Directions for this task => Swap every "gray" in the listing below for "silver", and reproduce the rest of the listing unchanged.

Input data =>
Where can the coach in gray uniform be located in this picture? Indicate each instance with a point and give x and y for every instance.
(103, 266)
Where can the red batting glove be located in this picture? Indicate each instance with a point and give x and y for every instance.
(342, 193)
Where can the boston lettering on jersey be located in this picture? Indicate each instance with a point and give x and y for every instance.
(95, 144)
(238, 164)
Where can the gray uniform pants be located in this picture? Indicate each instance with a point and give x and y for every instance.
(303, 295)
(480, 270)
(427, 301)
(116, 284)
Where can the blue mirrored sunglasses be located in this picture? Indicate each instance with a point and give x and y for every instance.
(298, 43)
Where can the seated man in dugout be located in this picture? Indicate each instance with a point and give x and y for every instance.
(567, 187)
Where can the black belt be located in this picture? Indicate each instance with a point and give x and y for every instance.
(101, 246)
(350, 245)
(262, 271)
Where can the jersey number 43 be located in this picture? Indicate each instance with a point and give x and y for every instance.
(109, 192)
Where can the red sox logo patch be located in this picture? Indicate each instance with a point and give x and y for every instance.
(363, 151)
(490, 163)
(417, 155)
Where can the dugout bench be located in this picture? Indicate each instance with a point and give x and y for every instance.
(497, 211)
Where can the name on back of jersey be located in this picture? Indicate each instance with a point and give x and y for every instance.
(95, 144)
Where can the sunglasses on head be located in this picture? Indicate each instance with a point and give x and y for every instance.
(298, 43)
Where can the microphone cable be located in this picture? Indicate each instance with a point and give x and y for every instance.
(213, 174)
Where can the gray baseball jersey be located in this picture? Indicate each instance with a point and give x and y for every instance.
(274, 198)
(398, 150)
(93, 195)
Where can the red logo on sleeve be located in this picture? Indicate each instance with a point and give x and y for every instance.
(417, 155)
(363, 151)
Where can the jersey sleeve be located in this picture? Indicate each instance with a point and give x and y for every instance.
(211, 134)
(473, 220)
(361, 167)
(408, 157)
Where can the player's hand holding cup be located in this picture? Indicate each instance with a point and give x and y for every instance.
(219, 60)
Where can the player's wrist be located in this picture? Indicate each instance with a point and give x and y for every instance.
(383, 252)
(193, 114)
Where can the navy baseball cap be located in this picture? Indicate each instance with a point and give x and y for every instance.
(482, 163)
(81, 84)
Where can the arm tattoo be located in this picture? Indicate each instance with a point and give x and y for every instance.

Answer to the task =>
Where can the coach in silver uniform be located in this picture? Indicate each instance with a point and give x and y for every instance.
(103, 266)
Where can the red batting glove be located in this picture? Indicate each instance with a point and give x and y for every instance.
(342, 193)
Where can the boston lettering on jersey be located in this picture? Indicate each instance with a point and give x and y for every instance.
(95, 144)
(238, 164)
Where can the silver uniform pants be located in this picture? Indicate each instance with a point and give x and y for every instance.
(303, 295)
(480, 270)
(427, 301)
(116, 284)
Where can the blue mirrored sunglasses be located in this picture? Indicate each instance with a point and give x and y for every instance.
(298, 43)
Where can the seated man in dugout be located in this picture? Indicate each instance with a point and give x and y for every instance.
(567, 187)
Where can the black belt be located in this picture? Indicate each instance with a point and give x and y for every instance.
(101, 246)
(350, 245)
(262, 271)
Where can the jersey number 43 be located in this picture? Indicate each instance with a point and give x and y for every instance.
(109, 192)
Where can the red sox logo patch be located in this picture? Indicate each instance with a point and give x and y for every instance.
(363, 151)
(490, 163)
(417, 155)
Where can the dugout bench be located in this picture? Indicate each instance with a point and give x and y for every instance.
(497, 211)
Where can the name on back of jersey be located in this picture? Indicate each instance with a point and give x and y for every instance.
(95, 144)
Where can the sunglasses on head be located in this picture? Indicate each instance with a point and give x and y for every instance.
(298, 43)
Where can the microphone cable be located in this picture? Indicate each instance with a point and give x and y for every instance.
(213, 174)
Where can the silver baseball jersey be located in this picture? Indicate each instance with a point and give x and y for every instance.
(274, 198)
(398, 150)
(93, 195)
Where can the red logo on sleeve be located in this picture? Indicate each instance with a point and give x and y for every instance.
(417, 155)
(363, 151)
Where can the jersey sleeve be located in this picture? Indicate each instance with a point and give x and y for every instance.
(211, 134)
(473, 220)
(361, 167)
(408, 157)
Where can the player's hand holding cup be located in this picture? Indicate each instance with a point and give x and y for every instance.
(219, 60)
Where can the player's wrist be located in this picture? Indicate each instance with a point and give x and y for every instance.
(383, 252)
(193, 114)
Where can the navy baseball cap be located in this picture? Indicate each instance with a point and give x and y for every instance.
(482, 163)
(81, 84)
Where can the arm tattoo be located in this picture? Indicate each instance with a point and give x and y for every instance.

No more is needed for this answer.